* begin Provided entries *
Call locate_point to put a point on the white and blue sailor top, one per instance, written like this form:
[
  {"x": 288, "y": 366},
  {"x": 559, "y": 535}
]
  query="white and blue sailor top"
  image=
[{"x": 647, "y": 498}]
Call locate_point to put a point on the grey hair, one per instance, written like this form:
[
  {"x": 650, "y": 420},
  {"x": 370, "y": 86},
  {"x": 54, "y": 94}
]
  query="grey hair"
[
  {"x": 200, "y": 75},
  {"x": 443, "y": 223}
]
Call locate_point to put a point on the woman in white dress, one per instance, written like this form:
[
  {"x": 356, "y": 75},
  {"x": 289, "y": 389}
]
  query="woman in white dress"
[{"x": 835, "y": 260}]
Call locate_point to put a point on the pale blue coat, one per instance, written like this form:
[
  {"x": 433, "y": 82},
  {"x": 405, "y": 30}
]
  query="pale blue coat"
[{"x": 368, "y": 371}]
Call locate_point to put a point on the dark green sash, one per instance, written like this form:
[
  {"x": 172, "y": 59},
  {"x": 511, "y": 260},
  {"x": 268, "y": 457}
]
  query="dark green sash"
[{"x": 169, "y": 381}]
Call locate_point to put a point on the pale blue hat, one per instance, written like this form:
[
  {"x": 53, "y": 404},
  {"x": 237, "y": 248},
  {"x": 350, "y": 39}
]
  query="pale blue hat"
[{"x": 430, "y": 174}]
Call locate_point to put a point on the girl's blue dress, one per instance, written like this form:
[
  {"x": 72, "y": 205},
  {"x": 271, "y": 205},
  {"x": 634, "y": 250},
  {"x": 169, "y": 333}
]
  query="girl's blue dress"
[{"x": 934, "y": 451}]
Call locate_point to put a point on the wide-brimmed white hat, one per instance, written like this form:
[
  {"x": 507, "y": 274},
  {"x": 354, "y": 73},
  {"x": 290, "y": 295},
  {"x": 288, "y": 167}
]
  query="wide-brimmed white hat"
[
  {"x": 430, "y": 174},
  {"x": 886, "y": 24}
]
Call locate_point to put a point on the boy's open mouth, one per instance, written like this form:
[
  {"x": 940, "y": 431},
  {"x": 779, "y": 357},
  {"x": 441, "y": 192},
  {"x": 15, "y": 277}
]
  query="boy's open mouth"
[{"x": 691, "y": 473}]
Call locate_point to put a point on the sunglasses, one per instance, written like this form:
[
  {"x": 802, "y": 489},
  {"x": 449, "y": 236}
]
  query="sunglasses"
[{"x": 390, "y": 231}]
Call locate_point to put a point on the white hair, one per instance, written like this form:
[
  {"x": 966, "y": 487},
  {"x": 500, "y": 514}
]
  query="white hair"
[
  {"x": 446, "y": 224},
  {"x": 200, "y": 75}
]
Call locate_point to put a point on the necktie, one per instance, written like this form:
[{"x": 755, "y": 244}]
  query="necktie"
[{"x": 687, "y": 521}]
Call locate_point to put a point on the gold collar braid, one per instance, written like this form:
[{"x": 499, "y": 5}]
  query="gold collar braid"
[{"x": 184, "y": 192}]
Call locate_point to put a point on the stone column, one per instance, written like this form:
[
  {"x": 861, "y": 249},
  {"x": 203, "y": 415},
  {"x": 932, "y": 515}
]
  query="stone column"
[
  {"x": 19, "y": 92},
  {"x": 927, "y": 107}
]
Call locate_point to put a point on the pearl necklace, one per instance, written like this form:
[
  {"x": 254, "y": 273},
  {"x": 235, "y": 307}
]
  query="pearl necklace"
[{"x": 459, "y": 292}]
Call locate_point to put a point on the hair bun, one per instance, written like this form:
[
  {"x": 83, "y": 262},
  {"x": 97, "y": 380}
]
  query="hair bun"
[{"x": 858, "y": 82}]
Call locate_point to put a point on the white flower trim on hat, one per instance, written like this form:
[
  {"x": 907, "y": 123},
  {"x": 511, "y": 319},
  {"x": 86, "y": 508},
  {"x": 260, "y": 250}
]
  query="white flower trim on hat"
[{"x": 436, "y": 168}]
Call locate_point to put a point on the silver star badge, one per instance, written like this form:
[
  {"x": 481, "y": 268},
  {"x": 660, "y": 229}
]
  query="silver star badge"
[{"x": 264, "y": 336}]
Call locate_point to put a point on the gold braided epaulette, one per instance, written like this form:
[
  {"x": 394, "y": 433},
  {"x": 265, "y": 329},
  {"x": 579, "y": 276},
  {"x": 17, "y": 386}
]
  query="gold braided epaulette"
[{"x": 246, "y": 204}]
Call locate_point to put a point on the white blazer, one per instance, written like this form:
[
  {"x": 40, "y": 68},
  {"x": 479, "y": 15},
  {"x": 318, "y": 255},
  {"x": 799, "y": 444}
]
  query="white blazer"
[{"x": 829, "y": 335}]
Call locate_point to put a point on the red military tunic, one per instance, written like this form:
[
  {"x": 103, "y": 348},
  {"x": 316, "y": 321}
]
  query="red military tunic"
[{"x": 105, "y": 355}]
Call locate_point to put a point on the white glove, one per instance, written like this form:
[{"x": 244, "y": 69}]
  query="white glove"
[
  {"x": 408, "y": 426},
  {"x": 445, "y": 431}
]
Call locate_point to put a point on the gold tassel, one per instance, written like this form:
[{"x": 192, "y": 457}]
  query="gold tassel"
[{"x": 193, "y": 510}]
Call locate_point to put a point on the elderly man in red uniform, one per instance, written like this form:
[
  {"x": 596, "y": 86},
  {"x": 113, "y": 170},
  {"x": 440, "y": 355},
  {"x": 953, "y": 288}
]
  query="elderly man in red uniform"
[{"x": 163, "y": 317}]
* end Provided entries *
→ **To be done**:
Reproduce each record shown above without altering a single word.

→ **Exercise response**:
Call locate_point to put a point on the white and blue sailor top, one per instance, written like this form:
[
  {"x": 288, "y": 366},
  {"x": 559, "y": 535}
]
  query="white and blue sailor top"
  image=
[{"x": 647, "y": 498}]
Call locate_point to put a point on the grey hair, one per instance, written like this form:
[
  {"x": 650, "y": 420},
  {"x": 370, "y": 86},
  {"x": 54, "y": 94}
]
  query="grey hair"
[
  {"x": 200, "y": 75},
  {"x": 443, "y": 223}
]
Call locate_point to put a point on the woman in white dress, one per instance, written like this form:
[
  {"x": 356, "y": 75},
  {"x": 289, "y": 389}
]
  query="woman in white dress"
[{"x": 835, "y": 260}]
Call locate_point to put a point on the pale blue coat, one per instance, written like this form:
[
  {"x": 433, "y": 82},
  {"x": 405, "y": 30}
]
  query="pale blue coat"
[{"x": 368, "y": 371}]
Call locate_point to put a point on the dark green sash, one per instance, written like this form:
[
  {"x": 172, "y": 59},
  {"x": 511, "y": 260},
  {"x": 268, "y": 457}
]
  query="dark green sash"
[{"x": 169, "y": 381}]
Call locate_point to put a point on the pale blue hat, one per instance, written like this form:
[
  {"x": 53, "y": 404},
  {"x": 237, "y": 248},
  {"x": 350, "y": 39}
]
  query="pale blue hat"
[{"x": 430, "y": 174}]
Call locate_point to put a point on the girl's blue dress, one per instance, written like this form:
[
  {"x": 72, "y": 205},
  {"x": 271, "y": 205},
  {"x": 634, "y": 250},
  {"x": 169, "y": 333}
]
  query="girl's blue dress"
[{"x": 934, "y": 451}]
Call locate_point to put a point on the wide-brimmed white hat, one per instance, written like this form:
[
  {"x": 507, "y": 274},
  {"x": 354, "y": 73},
  {"x": 290, "y": 295},
  {"x": 288, "y": 167}
]
  query="wide-brimmed white hat"
[
  {"x": 430, "y": 174},
  {"x": 886, "y": 24}
]
Call locate_point to put a point on the boy's open mouth, one per instance, written like this form:
[
  {"x": 940, "y": 431},
  {"x": 779, "y": 357},
  {"x": 441, "y": 192},
  {"x": 15, "y": 277}
]
  query="boy's open mouth"
[{"x": 691, "y": 473}]
Call locate_point to put a point on the sunglasses, one per instance, written like this form:
[
  {"x": 802, "y": 489},
  {"x": 449, "y": 236}
]
  query="sunglasses"
[{"x": 390, "y": 231}]
Call locate_point to put a point on the white hair, one per instance, written like this form:
[
  {"x": 966, "y": 487},
  {"x": 500, "y": 514}
]
  query="white hair"
[
  {"x": 446, "y": 224},
  {"x": 200, "y": 75}
]
Call locate_point to put a point on the necktie, one per instance, written like this form:
[{"x": 755, "y": 244}]
  query="necktie"
[{"x": 687, "y": 521}]
Call locate_point to put a point on the gold collar braid, one per instance, written like this form:
[{"x": 499, "y": 5}]
  query="gold collar braid"
[{"x": 184, "y": 192}]
Call locate_point to put a point on the stone column, one per instance, written like this form:
[
  {"x": 861, "y": 249},
  {"x": 203, "y": 415},
  {"x": 932, "y": 515}
]
  query="stone column"
[
  {"x": 19, "y": 92},
  {"x": 927, "y": 107}
]
Call locate_point to put a point on the pearl necklace, one per instance, written like this form:
[
  {"x": 254, "y": 273},
  {"x": 235, "y": 307}
]
  query="pearl necklace"
[{"x": 459, "y": 292}]
Call locate_point to put a point on the hair bun, one per instance, written like this form:
[
  {"x": 83, "y": 262},
  {"x": 97, "y": 380}
]
  query="hair bun"
[{"x": 858, "y": 82}]
Call locate_point to put a point on the white flower trim on hat, one per instance, written like this form:
[
  {"x": 907, "y": 123},
  {"x": 511, "y": 319},
  {"x": 86, "y": 508},
  {"x": 260, "y": 250}
]
  query="white flower trim on hat"
[{"x": 436, "y": 168}]
Call locate_point to put a point on the silver star badge, one per instance, written like this form:
[
  {"x": 481, "y": 268},
  {"x": 660, "y": 229}
]
  query="silver star badge"
[{"x": 264, "y": 336}]
Call locate_point to put a point on the gold braided epaulette, one per instance, written like this form:
[
  {"x": 394, "y": 433},
  {"x": 265, "y": 329},
  {"x": 579, "y": 276},
  {"x": 17, "y": 386}
]
  query="gold braided epaulette"
[{"x": 246, "y": 204}]
Call locate_point to put a point on the white blazer, one per instance, written like this form:
[
  {"x": 40, "y": 68},
  {"x": 479, "y": 15},
  {"x": 318, "y": 255},
  {"x": 799, "y": 444}
]
  query="white blazer"
[{"x": 829, "y": 335}]
Call locate_point to put a point on the red military tunic, one per instance, written like this form:
[
  {"x": 103, "y": 348},
  {"x": 316, "y": 321}
]
  query="red military tunic"
[{"x": 105, "y": 355}]
Call locate_point to put a point on the white glove, one per instance, written like this form:
[{"x": 244, "y": 69}]
  query="white glove"
[
  {"x": 408, "y": 426},
  {"x": 445, "y": 431}
]
Call locate_point to put a point on the gold tassel, one per instance, written like this form:
[{"x": 192, "y": 457}]
  query="gold tassel"
[{"x": 193, "y": 510}]
Call locate_point to put a point on the elderly man in red uniform, one per instance, written like this form:
[
  {"x": 596, "y": 86},
  {"x": 113, "y": 170},
  {"x": 440, "y": 355},
  {"x": 953, "y": 288}
]
  query="elderly man in red uniform"
[{"x": 163, "y": 317}]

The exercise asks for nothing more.